:: GOAL ::
Write out every one of the lines below word for word, leaving the pictures out of your answer.

-------- MATERIAL PROVIDED --------

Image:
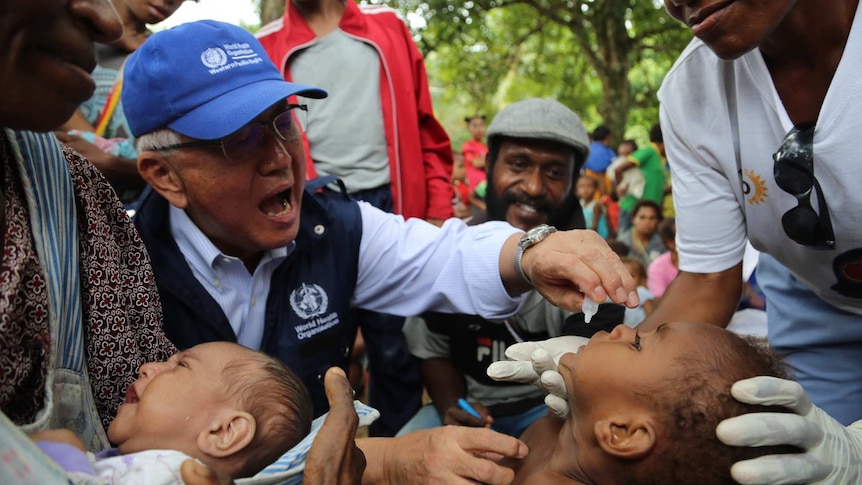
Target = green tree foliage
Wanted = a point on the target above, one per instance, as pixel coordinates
(603, 58)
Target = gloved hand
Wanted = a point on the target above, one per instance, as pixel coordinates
(536, 363)
(833, 453)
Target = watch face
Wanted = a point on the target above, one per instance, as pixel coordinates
(535, 235)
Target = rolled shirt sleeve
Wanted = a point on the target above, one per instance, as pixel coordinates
(408, 267)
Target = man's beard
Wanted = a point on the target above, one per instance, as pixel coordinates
(567, 215)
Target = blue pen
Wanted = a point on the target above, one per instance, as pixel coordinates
(463, 404)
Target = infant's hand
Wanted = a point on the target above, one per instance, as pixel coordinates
(59, 436)
(196, 473)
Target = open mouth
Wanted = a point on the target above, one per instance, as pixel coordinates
(700, 16)
(526, 208)
(278, 205)
(131, 395)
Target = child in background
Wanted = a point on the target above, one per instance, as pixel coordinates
(475, 150)
(234, 409)
(477, 197)
(594, 211)
(634, 316)
(461, 186)
(665, 267)
(644, 408)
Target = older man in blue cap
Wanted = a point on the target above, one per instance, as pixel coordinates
(245, 250)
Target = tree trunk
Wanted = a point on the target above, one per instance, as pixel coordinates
(271, 10)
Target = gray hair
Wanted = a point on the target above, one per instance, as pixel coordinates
(155, 140)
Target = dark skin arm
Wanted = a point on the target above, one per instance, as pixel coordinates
(446, 385)
(698, 297)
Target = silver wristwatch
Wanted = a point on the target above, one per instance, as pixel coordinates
(531, 238)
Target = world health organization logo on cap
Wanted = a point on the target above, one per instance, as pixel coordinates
(214, 57)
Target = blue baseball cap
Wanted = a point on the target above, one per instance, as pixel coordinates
(204, 79)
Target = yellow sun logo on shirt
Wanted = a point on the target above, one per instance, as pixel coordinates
(755, 189)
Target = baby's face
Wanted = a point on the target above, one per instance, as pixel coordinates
(172, 402)
(605, 374)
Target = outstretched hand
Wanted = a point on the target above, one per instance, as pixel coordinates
(570, 264)
(334, 458)
(452, 455)
(833, 453)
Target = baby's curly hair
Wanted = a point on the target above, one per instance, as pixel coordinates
(280, 403)
(694, 401)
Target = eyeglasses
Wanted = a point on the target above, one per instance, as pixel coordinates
(246, 141)
(794, 174)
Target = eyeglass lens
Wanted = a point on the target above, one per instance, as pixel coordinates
(248, 139)
(794, 174)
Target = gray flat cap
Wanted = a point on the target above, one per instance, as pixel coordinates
(542, 119)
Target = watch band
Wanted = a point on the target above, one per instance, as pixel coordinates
(529, 239)
(518, 256)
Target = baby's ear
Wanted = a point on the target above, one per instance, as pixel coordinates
(628, 437)
(228, 433)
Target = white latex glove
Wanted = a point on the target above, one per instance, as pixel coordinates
(833, 453)
(536, 363)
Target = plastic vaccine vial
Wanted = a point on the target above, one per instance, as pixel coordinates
(589, 308)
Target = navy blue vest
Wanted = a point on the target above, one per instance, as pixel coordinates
(309, 323)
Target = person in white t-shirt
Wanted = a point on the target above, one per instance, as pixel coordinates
(760, 116)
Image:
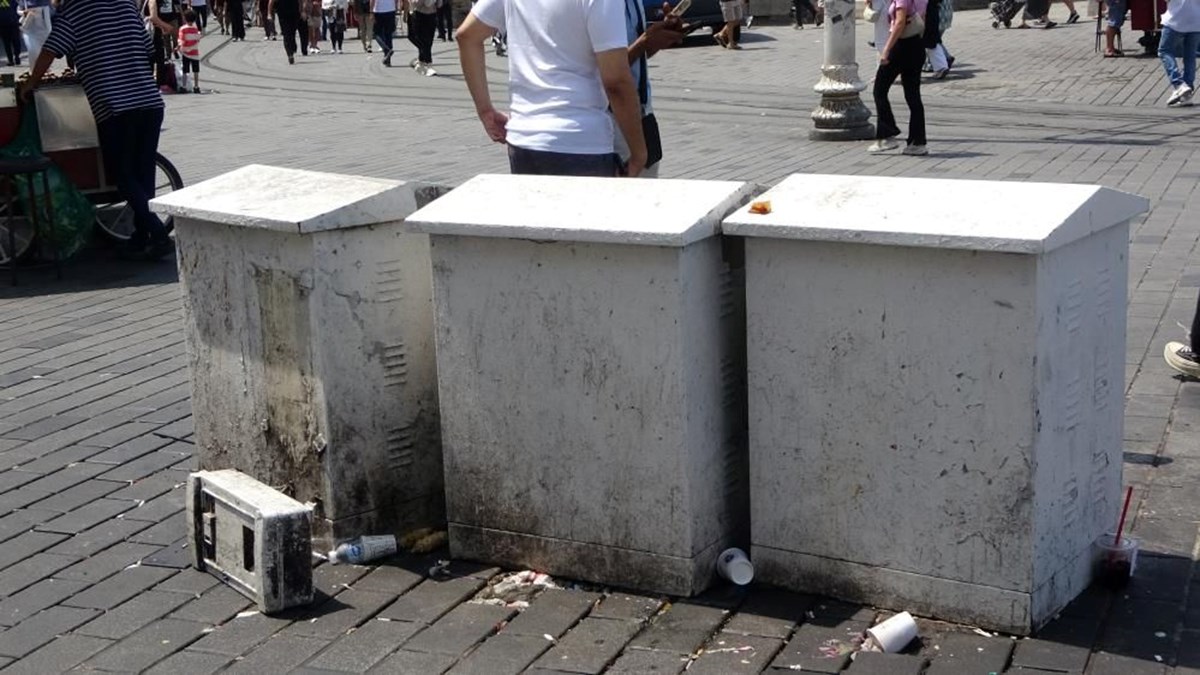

--------

:: REPLY ::
Image:
Target = green tree foliage
Wanted = a point on the target above, one per instance, as pixel coordinates
(603, 58)
Target = gloved hand
Wanted = a point on the target above, one per instance, as pixel coordinates
(536, 363)
(833, 453)
Target = watch face
Wanted = a point on the target above, one per instance, as pixel coordinates
(535, 235)
Target = rolled shirt sleeve
Wanted = a point on the target above, one per instance, as pixel coordinates
(408, 267)
Target = man's beard
Wanted = a point on the target above, one per instance, as pixel coordinates
(567, 215)
Target = blue pen
Wanted = a point on the target above, one per instance, as pixel coordinates
(463, 404)
Target = infant's hand
Wanted = a point on the target above, one per instance, as pixel coordinates
(59, 436)
(196, 473)
Target = open mouth
Wanted = a point on the target above, one per instance, as pixel coordinates
(700, 16)
(526, 208)
(278, 205)
(131, 395)
Target = child in background
Wanted = a point on the target above, one per instance, as pixel coordinates
(475, 150)
(234, 409)
(477, 197)
(594, 211)
(634, 316)
(461, 186)
(665, 267)
(644, 408)
Target = older man in blue cap
Wanted = a point on the target above, one per instance, as pixel coordinates
(245, 250)
Target = tree trunk
Wanted = a point on the target above, one per instance, as pixel coordinates
(271, 10)
Target = gray hair
Wanted = a point on the target above, one per instance, as pixel coordinates
(155, 140)
Target = dark skin arm
Wanted = a point on the target above, one per instance, as pixel coordinates
(446, 385)
(698, 297)
Target = silver wristwatch
Wanted = a point on the target above, one per instance, as pixel coordinates
(531, 238)
Target = world health organization logo on cap
Wanted = a point on the target above, one per instance, as pixel coordinates
(214, 57)
Target = blue baseball cap
Wanted = a point on the target above, one per instance, as pixel coordinates
(204, 79)
Target = yellow sun logo on shirt
Wanted = a point on the target above, one per instance, as pixel coordinates
(755, 189)
Target = baby's face
Wanted = a point on the target above, one per instance, as pixel coordinates
(172, 402)
(605, 374)
Target = outstretched hand
Wanted = a point on the target above, one per instance, as pixel coordinates
(570, 264)
(334, 458)
(452, 455)
(833, 453)
Target = baby's curly hair
Wanted = a point on the target above, one per instance, as pixel coordinates
(280, 403)
(694, 401)
Target = eyeglasses
Wanted = a point on the target above, one per instance, as pixel coordinates
(246, 141)
(794, 174)
Target = eyeglass lens
Wanted = a point on the target above, one per instance, as pixel coordinates
(248, 139)
(794, 174)
Target = gray flat cap
Wanted = a point on the target above, one per instance, as pixel coordinates
(542, 119)
Target = watch band
Wanted = a point on the target above, one per instance, as pixel coordinates
(529, 239)
(518, 256)
Target = baby's ear
Wanted = a point on the target above, one per instance, as pixel coordinates
(628, 437)
(228, 433)
Target = white latex glove
Wanted = a point on the target above, one per instance, as pixel coordinates
(833, 453)
(536, 363)
Target = plastic vaccine vial
Wanted = a point on the target above, one per instance, as pixel coordinates
(589, 308)
Target = navy blue vest
Wanted = a point on the target above, one per instance, as pixel coordinates
(309, 323)
Target = person in white t-shirt
Wanted = a point on the target above, one per instance, as pixel coordinates
(760, 116)
Image:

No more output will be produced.